[WORK TO DO]:
Your task is to repeat all of the data exactly while excluding the pictures.

[THE DATA]:
┄┄┄┄┄┄┄┄┄┄┄┄┄┄┄┄┄┄┄┄

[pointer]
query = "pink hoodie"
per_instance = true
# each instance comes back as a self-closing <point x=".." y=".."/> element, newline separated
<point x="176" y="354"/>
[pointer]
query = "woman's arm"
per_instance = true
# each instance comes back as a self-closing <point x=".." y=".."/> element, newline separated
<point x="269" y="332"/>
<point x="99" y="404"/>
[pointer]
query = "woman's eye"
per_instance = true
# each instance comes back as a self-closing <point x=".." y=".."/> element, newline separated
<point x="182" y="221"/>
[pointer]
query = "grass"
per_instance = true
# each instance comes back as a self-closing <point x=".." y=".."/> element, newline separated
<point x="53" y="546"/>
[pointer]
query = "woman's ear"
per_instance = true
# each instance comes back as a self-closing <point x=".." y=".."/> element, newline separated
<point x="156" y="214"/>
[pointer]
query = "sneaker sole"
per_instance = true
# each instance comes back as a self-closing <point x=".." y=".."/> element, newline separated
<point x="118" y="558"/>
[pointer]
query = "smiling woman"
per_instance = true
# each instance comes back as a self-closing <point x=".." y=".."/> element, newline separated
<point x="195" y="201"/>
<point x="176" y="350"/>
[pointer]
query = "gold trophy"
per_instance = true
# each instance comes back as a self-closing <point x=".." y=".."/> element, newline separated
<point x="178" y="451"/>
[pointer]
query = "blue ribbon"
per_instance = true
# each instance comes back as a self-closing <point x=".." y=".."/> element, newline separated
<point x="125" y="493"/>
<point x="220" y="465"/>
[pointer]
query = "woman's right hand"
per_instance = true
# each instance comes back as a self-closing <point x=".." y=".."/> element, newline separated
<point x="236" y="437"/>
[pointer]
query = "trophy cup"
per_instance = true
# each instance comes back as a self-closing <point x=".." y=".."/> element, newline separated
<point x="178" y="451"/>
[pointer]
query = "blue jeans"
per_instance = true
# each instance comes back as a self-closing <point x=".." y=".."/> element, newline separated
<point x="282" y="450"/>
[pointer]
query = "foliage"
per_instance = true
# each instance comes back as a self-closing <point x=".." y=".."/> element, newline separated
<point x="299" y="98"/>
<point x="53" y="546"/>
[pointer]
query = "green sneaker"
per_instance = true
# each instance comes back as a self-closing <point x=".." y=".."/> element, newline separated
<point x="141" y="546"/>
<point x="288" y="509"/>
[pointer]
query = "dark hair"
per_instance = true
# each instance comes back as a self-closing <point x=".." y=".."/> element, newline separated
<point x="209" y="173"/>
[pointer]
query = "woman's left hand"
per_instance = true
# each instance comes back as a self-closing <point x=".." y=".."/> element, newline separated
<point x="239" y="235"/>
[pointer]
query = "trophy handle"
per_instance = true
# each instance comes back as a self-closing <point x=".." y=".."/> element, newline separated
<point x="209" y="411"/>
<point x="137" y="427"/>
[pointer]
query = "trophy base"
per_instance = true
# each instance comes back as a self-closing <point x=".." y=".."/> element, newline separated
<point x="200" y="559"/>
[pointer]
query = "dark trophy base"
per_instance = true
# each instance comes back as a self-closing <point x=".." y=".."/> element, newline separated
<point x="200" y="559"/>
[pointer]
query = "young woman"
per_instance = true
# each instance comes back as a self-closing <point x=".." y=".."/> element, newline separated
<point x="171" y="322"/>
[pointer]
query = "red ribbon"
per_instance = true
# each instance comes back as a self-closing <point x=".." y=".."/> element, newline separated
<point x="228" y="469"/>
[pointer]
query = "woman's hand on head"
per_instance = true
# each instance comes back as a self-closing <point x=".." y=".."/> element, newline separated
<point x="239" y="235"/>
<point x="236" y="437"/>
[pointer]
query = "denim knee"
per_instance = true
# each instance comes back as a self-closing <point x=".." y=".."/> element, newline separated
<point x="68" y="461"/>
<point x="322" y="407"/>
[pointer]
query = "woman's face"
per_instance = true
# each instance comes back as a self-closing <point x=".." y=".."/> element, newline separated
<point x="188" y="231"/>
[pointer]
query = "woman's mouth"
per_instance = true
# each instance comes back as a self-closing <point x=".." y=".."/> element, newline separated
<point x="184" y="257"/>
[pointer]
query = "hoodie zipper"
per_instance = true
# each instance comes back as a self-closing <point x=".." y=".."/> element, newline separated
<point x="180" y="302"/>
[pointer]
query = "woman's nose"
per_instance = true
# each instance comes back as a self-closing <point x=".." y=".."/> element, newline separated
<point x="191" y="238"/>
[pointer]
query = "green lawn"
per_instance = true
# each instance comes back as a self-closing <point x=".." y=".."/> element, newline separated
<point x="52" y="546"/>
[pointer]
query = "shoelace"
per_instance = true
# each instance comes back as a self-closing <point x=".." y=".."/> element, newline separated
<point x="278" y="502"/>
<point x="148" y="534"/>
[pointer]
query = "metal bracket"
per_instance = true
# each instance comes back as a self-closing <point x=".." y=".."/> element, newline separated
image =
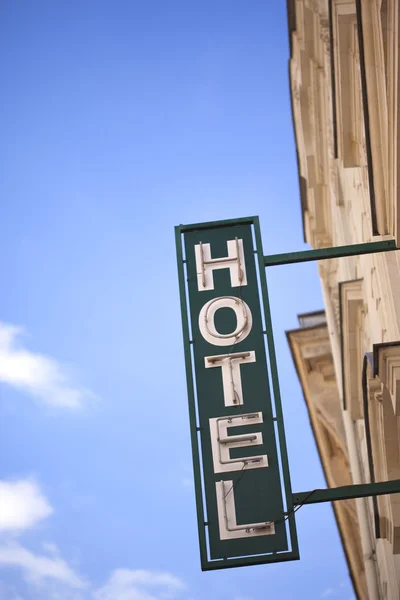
<point x="325" y="253"/>
<point x="360" y="490"/>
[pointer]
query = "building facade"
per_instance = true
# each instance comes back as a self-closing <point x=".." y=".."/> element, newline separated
<point x="345" y="87"/>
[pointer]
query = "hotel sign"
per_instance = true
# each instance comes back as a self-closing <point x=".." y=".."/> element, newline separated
<point x="238" y="471"/>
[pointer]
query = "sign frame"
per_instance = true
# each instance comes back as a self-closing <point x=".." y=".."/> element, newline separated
<point x="288" y="515"/>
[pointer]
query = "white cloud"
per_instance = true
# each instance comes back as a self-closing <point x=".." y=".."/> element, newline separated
<point x="22" y="505"/>
<point x="37" y="568"/>
<point x="34" y="373"/>
<point x="126" y="584"/>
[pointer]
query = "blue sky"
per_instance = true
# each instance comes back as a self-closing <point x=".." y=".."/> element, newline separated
<point x="118" y="121"/>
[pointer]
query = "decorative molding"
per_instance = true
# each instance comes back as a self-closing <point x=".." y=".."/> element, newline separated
<point x="389" y="373"/>
<point x="352" y="322"/>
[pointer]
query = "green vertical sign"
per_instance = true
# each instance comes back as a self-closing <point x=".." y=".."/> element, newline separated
<point x="242" y="520"/>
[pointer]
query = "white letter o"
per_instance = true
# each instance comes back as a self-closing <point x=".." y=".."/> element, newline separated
<point x="243" y="318"/>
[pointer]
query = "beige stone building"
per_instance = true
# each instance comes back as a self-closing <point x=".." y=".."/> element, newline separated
<point x="344" y="75"/>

┄┄┄┄┄┄┄┄┄┄┄┄┄┄┄┄┄┄┄┄

[OUTPUT BELOW]:
[pointer]
query = "pink hoodie"
per_instance = true
# each instance comes back as a self-closing <point x=".." y=".."/> element, newline separated
<point x="176" y="354"/>
[pointer]
query = "woman's arm"
per_instance = true
# each instance comes back as a self-closing <point x=".." y=".."/> element, newline separated
<point x="269" y="332"/>
<point x="99" y="404"/>
[pointer]
query = "woman's eye"
per_instance = true
# each instance comes back as a self-closing <point x=".." y=".."/> element, newline separated
<point x="182" y="221"/>
[pointer]
query = "grass"
per_instance = true
# each instance comes back as a self-closing <point x=".." y=".."/> element, newline separated
<point x="53" y="546"/>
[pointer]
query = "woman's ear"
per_instance = true
# each instance comes back as a self-closing <point x=".." y=".."/> element, newline separated
<point x="156" y="214"/>
[pointer]
query = "sneaker sole"
per_instance = true
# each instance comes back as a self-closing <point x=".." y=".."/> element, newline separated
<point x="118" y="558"/>
[pointer]
query = "smiling woman"
per_instance = true
# each instance comes back as a self-closing <point x=".." y=".."/> element, newline separated
<point x="195" y="201"/>
<point x="176" y="350"/>
[pointer]
query = "gold trophy"
per_instance = true
# each instance comes back as a self-closing <point x=".." y=".."/> element, newline separated
<point x="178" y="451"/>
[pointer]
query = "blue ribbon"
per_instance = true
# each instance comes back as a self-closing <point x=".." y=".."/> element, newline separated
<point x="125" y="493"/>
<point x="220" y="465"/>
[pointer]
query = "woman's right hand"
per_instance = true
# each instance comes back as a self-closing <point x=".." y=".."/> element, newline separated
<point x="236" y="437"/>
[pointer]
query = "trophy cup"
per_instance = true
# each instance comes back as a self-closing <point x=".." y=".."/> element, newline separated
<point x="178" y="451"/>
[pointer]
query = "blue jeans"
per_instance = true
# each instance comes back as a self-closing <point x=".." y=".."/> element, newline separated
<point x="282" y="450"/>
[pointer]
query = "foliage"
per_instance = true
# each instance comes back as a self-closing <point x=".." y=".."/> element, newline separated
<point x="299" y="98"/>
<point x="53" y="546"/>
[pointer]
query = "green sneaker"
per_instance = true
# each instance comes back as a self-closing <point x=".." y=".."/> element, newline separated
<point x="141" y="546"/>
<point x="288" y="509"/>
[pointer]
query = "dark hair"
per_instance = true
# each instance comes back as a self-closing <point x=".." y=".."/> element, newline separated
<point x="209" y="173"/>
[pointer]
query = "woman's left hand"
per_instance = true
# each instance comes back as a self-closing <point x=".." y=".."/> element, newline separated
<point x="239" y="235"/>
[pointer]
query = "trophy handle"
per_instance = true
# each instance comes back as a self-closing <point x=".." y=".."/> element, newline separated
<point x="209" y="411"/>
<point x="137" y="427"/>
[pointer]
query = "trophy base"
per_instance = true
# each instance comes back as a self-closing <point x=".." y=".."/> element, newline separated
<point x="200" y="559"/>
[pointer]
query = "dark trophy base"
per_instance = true
# each instance comes back as a self-closing <point x=".." y=".."/> element, newline separated
<point x="200" y="559"/>
[pointer]
query = "young woman"
per_instance = true
# each instance comes back as a self-closing <point x=".." y=".."/> element, newline separated
<point x="171" y="322"/>
[pointer]
query = "red ribbon"
per_instance = true
# each instance comes back as a self-closing <point x=".." y=".."/> element, newline separated
<point x="228" y="469"/>
[pointer]
query = "woman's hand on head"
per_instance = true
# each instance comes back as a self-closing <point x=".." y=".."/> element, newline separated
<point x="239" y="235"/>
<point x="236" y="437"/>
[pointer]
query = "denim knee"
per_instance = true
# each instance comes back as a self-closing <point x=".." y=".."/> element, newline separated
<point x="68" y="461"/>
<point x="322" y="407"/>
[pointer]
query = "woman's face"
per_instance = true
# each instance comes back as a self-closing <point x=".." y=".."/> element, newline separated
<point x="188" y="231"/>
[pointer]
query = "woman's mouth"
per_instance = true
# each instance comes back as a self-closing <point x=".." y=".."/> element, newline separated
<point x="184" y="257"/>
[pointer]
query = "hoodie zipper"
per_instance = true
# each instance comes back as a self-closing <point x=".." y=".."/> element, newline separated
<point x="180" y="302"/>
[pointer]
query = "woman's nose"
per_instance = true
# each instance comes back as a self-closing <point x=".." y=".."/> element, newline separated
<point x="191" y="238"/>
[pointer]
query = "green lawn"
per_instance = true
# each instance comes back as a self-closing <point x=".." y=".."/> element, newline separated
<point x="52" y="546"/>
[pointer]
query = "shoelace"
per_instance = true
# each instance comes back as a self-closing <point x=".." y=".."/> element, newline separated
<point x="278" y="502"/>
<point x="148" y="534"/>
[pointer]
query = "metal bracket"
per_instance = true
# each instance comes back as a self-closing <point x=".." y=".."/> element, newline separated
image =
<point x="325" y="253"/>
<point x="360" y="490"/>
[pointer]
query = "building facade"
per_instance = true
# each instance comes back as a self-closing <point x=".." y=".."/> element, newline separated
<point x="345" y="87"/>
[pointer]
query = "hotel sign"
per_instance = true
# each instance comes back as a self-closing <point x=".." y=".."/> element, newline separated
<point x="238" y="471"/>
[pointer]
query = "sign frame"
per_instance = true
# each instance comes back as a self-closing <point x=".." y=".."/> element, newline separated
<point x="288" y="515"/>
[pointer]
query = "white cloud"
per_instance = true
# each instance comes back as a self-closing <point x=".." y=".."/> element, newline separated
<point x="22" y="505"/>
<point x="37" y="568"/>
<point x="34" y="373"/>
<point x="126" y="584"/>
[pointer]
query = "blue sky"
per_instance = true
# each instance comes back as a self-closing <point x=".." y=".."/> element, newline separated
<point x="118" y="121"/>
[pointer]
query = "decorative molding"
per_instance = true
# each instance comes back as a self-closing <point x=".." y=".."/> element, newline separated
<point x="389" y="373"/>
<point x="352" y="322"/>
[pointer]
query = "green vertical sign"
per_instance = true
# each instance comes back as a self-closing <point x=".." y=".."/> element, newline separated
<point x="242" y="520"/>
[pointer]
query = "white letter o"
per_instance = true
# each instance comes back as a self-closing <point x=".." y=".."/> element, newline separated
<point x="243" y="318"/>
[pointer]
query = "beige stone building"
per_instance = true
# each instance comes back as a self-closing <point x=".." y=".."/> element, newline separated
<point x="344" y="75"/>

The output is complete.